# Page extract:
++++++
Focus Stacking – Watch Photography Close Up
Focus stacking is a close up photography technique that is usually associated with photographing insects. However, it also has other applications for other types of macro photography. If you want to get a really close up view of a product such as a watch then you may find that you struggle to get it sharp all the way across the product. The closer you go, the smaller the depth of field becomes. So, although from a distance an aperture of f/8 might normally be more than enough to get everything sharp, this doesn’t apply when you get really close with a macro lens.
The image below shows a single shot taken at f/8 with the focus on the near side of the watch.
As you can see, only a small amount of the watch is actually in focus. Most of it is blurred as if we were using a wide aperture. One way of getting round this is to use an even smaller aperture to increase the depth of field (amount in focus). For example, you could shoot at f/18 or even beyond. However, in many instances this still isn’t enough to give you a fully sharp subject. You can also find that with tiny apertures you can lose a little of the best sharpness due to diffraction. So, even the bits showing up in focus may be slightly softer than you’d want.
++++++
# Data provided:
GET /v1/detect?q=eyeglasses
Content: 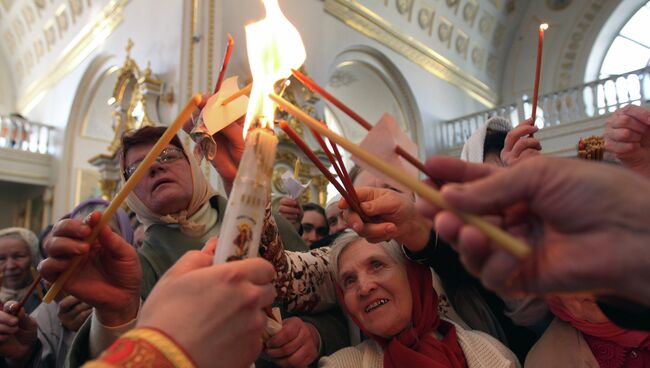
++++++
# To do:
A - In the focus stacking text, what can cost a little sharpness when you shoot with tiny apertures?
B - Pick up the focus stacking text on watch photography and continue it from its last sentence.

# Expected results:
A - Diffraction.

B -
The solution to this problem is to use focus stacking. This means shooting a series of images of your subject, each focussing on a different part of it. That way, you end up with a set of images that when put together will allow the whole subject to be sharp. So, you set up your first shot with the focus on one side of the subject (e.g. closest to you). Then you gradually change the focus by small amounts for each shot until you reach the other side. In this example I shot a series of 11 frames to get the fully sharp image at the top of the page after editing. Here are a couple of the shots taken at various stages.
Each of the images gave a different slice of the subject in focus. There are several important things to remember when shooting images for focus stacking. Firstly, make sure that you are shooting with the same settings, including your lighting. You don’t want the exposure to vary or the final image will look odd as it will have stripes that are brighter/darker. Secondly, make sure that your camera is as still as possible. You should use a tripod and ideally a cable or remote shutter release to ensure that the camera doesn’t move at all between shots. Thirdly, take more shots than you think you will need. It is important that you only make tiny adjustments to the focus each time or you may find that you have blurry patches when you come to put them together. Manual focus using live view to zoom in is most reliable for this.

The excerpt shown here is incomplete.